▸ **THE DATA**:

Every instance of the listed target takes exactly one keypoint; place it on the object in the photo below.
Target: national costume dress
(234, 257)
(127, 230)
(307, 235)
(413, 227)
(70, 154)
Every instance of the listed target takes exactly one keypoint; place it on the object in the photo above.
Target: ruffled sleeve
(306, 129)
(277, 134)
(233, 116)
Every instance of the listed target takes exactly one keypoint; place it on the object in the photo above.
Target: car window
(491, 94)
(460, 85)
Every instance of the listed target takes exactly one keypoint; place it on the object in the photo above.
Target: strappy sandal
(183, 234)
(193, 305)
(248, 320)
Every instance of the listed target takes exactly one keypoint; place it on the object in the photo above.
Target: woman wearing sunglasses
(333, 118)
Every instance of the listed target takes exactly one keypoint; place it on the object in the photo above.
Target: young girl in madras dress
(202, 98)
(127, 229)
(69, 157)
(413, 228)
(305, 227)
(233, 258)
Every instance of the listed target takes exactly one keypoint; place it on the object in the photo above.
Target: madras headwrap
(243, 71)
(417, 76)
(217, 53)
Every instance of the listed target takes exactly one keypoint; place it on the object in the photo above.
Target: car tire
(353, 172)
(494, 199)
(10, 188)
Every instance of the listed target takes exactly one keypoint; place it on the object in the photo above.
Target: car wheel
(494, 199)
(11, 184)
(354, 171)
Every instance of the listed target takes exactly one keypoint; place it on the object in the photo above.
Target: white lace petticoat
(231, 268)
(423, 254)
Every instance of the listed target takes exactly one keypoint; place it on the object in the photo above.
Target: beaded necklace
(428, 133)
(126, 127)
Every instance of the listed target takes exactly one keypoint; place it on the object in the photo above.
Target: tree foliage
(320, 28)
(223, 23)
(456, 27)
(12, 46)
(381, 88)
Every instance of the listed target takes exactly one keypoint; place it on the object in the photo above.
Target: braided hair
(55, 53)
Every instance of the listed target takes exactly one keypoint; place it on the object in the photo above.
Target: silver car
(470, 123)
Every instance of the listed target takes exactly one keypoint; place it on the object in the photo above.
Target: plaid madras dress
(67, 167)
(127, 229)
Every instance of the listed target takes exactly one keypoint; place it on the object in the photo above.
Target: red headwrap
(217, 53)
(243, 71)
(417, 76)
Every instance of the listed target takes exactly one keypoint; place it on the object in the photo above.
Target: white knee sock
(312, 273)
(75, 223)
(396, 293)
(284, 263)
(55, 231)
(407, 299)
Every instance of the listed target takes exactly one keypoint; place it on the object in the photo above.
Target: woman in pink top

▸ **DIRECTIONS FOR THIS TASK**: For each entry above, write out an exact copy.

▸ **COMPLETED TASK**:
Every instance of the listed target takes exactly one keypoint; place it on the object in the photo below.
Target: national costume dress
(234, 257)
(127, 230)
(307, 235)
(413, 227)
(70, 154)
Every instance of the listed target takes exactly one keypoint; place it on the object in the photo above.
Target: ruffled sleeve
(306, 129)
(277, 134)
(233, 116)
Every instance of the listed target takes exactly one keypoint; place it on the object in the photo above.
Target: car window
(491, 94)
(460, 85)
Every instance of the listed target takes exactly one keypoint; place it on the object in the photo above.
Target: strappy sandal
(183, 234)
(193, 305)
(248, 320)
Every instance of the listed target takes exactly one keypoint; place it on the object in the photo above.
Target: woman wearing sunglasses
(333, 118)
Every instance of the listed target takes exactly one keypoint; place it on the object in the photo above.
Target: young girl in madras dress
(202, 98)
(127, 229)
(69, 157)
(413, 228)
(305, 227)
(233, 258)
Every instance of the listed target takes exactly one keypoint; place it on the object in the photo above.
Target: madras headwrap
(243, 71)
(417, 76)
(217, 53)
Every instance of the listed target takes exactly one keypoint; place it on the object in the photo above.
Target: car tire
(353, 172)
(494, 199)
(10, 188)
Every instance of the listed target takes exactly one keypoint; place it on the object in the photo above.
Target: car wheel
(494, 199)
(11, 184)
(354, 171)
Every instance of the listed target takes exactly one keypoint; place it on the object in the photo above.
Target: white lace petticoat
(231, 268)
(423, 254)
Every instance of the listed target takes exactly one keypoint; place it on the object in the photo above.
Target: beaded necklace
(428, 133)
(126, 127)
Every instance of the listed target takes exactly one keypoint; place it on the object in the photo above.
Target: tree foliage
(320, 28)
(223, 23)
(456, 27)
(12, 46)
(381, 88)
Every instance of the listed target takes exactly one keypoint; place it on the object in the photo above.
Target: braided hair
(55, 53)
Every instance of the listed target takes exactly one keypoint; place it on the object in the photo above.
Target: silver car
(470, 123)
Every instance of the listed target takes exactly one keypoint; place it on the object in the photo above.
Target: plaid madras dress
(67, 167)
(127, 229)
Every instance of the listed target takes exactly one keypoint; place it on the object in the photo above.
Target: red headwrap
(217, 53)
(243, 71)
(417, 76)
Every instance of the listed target takes exactly one keypoint; place it on the object in the photo above.
Target: white knee sock
(312, 273)
(75, 223)
(396, 293)
(284, 263)
(55, 231)
(407, 299)
Every instance of the listed target takes exactly one keypoint; place it on the object in the photo above.
Target: woman in pink top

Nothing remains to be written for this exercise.